Extrait choisi -
= = =
Pensez-vous que le fait de recourir à des objets sexuels pour satisfaire une libido peut affecter, à terme, la vie en famille et les rapports humains ?

La sexualité est un phénomène social. Elle devrait faire intervenir, sinon impliquer plusieurs acteurs. En la pratiquant tout seul avec des objets sexuels, l’individu rompt le lien avec le restant du corps social et se renferme dans sa bulle, alors que l’autre partie de la relation de couple a besoin de lui. Cependant, le recours aux objets sexuels permet à certaines relations de couple de devenir plus fusionnelles et surmonter les difficultés qu’elles rencontrent dans leur sexualité.  

 

Le fait de recourir de façon continue aux objets sexuels peut-il affecter la mentalité et l’orientation sexuelle de quelqu'un ?
= = =
Données enregistrées:
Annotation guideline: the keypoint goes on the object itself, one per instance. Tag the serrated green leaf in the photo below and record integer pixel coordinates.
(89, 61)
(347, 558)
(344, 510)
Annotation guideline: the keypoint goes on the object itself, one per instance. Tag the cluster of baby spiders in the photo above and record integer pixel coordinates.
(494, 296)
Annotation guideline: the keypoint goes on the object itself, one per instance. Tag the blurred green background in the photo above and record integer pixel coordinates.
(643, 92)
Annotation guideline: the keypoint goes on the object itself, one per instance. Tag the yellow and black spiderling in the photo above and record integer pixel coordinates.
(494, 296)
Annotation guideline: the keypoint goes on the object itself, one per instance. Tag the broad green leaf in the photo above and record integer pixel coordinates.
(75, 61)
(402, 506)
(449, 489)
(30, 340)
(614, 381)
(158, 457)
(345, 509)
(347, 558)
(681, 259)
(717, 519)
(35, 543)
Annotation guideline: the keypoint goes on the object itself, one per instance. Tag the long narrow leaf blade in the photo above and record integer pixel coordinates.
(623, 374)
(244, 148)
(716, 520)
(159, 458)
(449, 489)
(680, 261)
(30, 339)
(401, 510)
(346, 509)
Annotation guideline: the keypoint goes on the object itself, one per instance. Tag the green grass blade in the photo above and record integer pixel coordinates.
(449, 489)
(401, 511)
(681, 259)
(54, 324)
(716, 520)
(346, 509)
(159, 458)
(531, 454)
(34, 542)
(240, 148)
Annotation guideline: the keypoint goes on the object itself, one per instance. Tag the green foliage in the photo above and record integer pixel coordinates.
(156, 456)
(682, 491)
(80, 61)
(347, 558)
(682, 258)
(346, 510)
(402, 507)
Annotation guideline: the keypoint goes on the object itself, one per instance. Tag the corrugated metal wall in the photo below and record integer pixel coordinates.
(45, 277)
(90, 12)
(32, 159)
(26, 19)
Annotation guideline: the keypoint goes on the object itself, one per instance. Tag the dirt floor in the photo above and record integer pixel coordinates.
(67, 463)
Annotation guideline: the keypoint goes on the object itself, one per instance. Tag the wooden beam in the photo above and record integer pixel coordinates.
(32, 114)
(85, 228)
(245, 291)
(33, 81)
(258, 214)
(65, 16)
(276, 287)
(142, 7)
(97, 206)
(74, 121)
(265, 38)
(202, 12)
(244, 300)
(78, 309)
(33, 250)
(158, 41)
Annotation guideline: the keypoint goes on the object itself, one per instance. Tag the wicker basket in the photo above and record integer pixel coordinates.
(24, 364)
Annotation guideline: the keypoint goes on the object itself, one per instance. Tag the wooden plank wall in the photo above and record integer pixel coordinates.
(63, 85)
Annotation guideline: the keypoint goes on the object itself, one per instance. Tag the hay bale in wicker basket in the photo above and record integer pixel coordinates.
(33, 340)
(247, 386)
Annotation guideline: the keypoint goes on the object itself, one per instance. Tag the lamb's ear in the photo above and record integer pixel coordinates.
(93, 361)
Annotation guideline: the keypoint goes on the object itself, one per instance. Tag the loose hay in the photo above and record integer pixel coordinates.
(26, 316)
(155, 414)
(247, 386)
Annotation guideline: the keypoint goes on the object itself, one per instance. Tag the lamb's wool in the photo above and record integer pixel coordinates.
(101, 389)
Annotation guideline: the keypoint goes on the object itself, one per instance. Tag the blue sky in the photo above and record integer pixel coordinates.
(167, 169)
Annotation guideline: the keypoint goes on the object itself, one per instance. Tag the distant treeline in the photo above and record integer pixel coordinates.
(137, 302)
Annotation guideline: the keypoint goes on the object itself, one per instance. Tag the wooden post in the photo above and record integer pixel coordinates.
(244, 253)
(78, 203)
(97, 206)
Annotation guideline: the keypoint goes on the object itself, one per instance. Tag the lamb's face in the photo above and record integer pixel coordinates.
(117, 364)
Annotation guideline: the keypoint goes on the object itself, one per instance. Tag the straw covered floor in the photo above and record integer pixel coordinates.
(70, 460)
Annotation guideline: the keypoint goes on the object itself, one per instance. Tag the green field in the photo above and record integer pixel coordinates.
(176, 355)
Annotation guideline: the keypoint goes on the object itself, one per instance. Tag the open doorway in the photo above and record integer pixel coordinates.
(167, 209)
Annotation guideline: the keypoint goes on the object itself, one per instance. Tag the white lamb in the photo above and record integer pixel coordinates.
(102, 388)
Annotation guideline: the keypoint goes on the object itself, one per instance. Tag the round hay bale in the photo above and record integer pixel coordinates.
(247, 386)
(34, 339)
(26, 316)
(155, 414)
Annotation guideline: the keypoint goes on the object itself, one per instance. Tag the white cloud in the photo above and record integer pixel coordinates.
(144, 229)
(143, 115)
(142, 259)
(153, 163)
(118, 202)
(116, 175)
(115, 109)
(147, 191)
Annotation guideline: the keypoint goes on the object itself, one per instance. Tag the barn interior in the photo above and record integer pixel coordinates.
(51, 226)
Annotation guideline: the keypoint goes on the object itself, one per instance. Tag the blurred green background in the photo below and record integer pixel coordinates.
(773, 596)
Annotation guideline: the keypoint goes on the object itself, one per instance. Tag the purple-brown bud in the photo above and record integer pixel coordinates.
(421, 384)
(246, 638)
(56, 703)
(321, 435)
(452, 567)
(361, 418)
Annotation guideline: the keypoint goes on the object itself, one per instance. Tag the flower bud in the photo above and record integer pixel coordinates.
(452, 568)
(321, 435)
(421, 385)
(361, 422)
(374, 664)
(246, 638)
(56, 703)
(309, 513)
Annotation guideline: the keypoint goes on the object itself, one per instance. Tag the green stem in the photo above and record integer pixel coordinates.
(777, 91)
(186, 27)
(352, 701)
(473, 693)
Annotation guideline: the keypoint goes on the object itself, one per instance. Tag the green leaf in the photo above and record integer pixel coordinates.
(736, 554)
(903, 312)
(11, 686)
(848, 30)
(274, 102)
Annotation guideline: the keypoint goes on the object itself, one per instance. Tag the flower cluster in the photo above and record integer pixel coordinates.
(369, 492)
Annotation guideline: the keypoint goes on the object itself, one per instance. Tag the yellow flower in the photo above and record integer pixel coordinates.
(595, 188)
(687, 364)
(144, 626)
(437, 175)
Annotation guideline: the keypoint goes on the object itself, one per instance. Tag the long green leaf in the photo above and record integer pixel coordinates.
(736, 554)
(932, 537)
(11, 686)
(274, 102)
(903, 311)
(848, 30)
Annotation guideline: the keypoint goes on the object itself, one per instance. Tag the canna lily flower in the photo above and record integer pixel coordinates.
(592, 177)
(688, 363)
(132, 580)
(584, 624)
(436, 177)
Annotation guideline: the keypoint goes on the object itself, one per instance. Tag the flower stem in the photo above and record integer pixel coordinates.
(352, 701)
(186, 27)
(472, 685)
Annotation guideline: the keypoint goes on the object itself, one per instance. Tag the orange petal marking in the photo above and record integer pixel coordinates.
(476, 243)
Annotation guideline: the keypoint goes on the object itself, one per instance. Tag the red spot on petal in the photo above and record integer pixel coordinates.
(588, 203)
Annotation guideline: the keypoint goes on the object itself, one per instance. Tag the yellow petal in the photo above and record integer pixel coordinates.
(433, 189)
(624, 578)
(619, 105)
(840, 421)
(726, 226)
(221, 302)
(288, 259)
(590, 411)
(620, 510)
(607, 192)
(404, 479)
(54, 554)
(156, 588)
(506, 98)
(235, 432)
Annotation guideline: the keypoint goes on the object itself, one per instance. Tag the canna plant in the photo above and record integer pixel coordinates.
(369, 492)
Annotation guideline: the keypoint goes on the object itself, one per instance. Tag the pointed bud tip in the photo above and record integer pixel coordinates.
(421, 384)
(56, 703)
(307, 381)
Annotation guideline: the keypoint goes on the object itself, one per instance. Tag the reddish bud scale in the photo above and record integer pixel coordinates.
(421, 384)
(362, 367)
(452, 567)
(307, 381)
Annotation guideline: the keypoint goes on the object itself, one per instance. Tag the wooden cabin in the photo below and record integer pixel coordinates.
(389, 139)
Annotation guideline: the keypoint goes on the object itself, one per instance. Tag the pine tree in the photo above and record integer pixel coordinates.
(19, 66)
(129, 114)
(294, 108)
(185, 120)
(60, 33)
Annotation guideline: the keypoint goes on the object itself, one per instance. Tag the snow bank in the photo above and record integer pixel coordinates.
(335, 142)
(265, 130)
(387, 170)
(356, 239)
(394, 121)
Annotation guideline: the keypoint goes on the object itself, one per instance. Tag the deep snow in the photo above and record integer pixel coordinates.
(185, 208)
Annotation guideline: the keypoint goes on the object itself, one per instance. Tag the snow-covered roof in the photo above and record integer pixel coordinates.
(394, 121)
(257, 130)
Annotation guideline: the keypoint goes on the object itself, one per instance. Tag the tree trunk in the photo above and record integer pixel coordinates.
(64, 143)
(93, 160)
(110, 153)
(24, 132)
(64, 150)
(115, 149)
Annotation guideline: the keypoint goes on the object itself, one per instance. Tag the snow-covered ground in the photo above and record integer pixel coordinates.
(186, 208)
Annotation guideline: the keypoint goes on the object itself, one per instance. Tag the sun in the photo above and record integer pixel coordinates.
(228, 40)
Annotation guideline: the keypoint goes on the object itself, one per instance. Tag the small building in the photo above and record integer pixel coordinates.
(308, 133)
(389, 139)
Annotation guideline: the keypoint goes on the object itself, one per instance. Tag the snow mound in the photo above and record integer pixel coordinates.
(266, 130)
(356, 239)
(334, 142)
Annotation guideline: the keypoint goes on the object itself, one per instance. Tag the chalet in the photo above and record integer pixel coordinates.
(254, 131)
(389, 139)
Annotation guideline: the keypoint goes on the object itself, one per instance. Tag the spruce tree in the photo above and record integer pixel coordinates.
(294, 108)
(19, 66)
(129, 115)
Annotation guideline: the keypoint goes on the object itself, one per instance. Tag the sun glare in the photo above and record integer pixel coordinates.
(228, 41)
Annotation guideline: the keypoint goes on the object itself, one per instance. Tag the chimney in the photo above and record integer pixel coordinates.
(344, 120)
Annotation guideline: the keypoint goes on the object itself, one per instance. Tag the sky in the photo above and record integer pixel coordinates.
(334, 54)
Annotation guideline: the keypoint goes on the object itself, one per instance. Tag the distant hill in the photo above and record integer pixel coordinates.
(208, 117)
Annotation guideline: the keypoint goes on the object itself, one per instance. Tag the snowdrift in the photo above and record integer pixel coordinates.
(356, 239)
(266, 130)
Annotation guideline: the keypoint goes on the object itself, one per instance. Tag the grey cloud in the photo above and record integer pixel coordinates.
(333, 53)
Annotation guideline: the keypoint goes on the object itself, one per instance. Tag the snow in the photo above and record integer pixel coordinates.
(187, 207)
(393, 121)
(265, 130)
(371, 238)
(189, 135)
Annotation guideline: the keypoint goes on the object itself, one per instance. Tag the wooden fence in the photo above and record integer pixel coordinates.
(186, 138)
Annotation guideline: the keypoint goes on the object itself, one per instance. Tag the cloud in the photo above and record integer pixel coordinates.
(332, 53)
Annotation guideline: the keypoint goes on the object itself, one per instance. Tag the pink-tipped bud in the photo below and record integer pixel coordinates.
= = =
Consigne -
Poursuivez l'extrait choisi sur le recours aux objets sexuels en reprenant juste après la question qui le termine.

Résultat -
 

OUI, on pourrait le dire. Adopter une telle orientation sexuelle qui met en avant, le plaisir solitaire, peut amener à s’éloigner des relations de couple avec ses hauts et ses bas.  C’est en quelque sorte refuser d’assumer les contraintes et obligations associées aux relations amoureuses. De ce point de vue, outre les plaisirs que l’on peut en tirer, cette personne s’affranchit des pressions que la société nous impose à l’image de celle de célébrer la Saint-Valentin.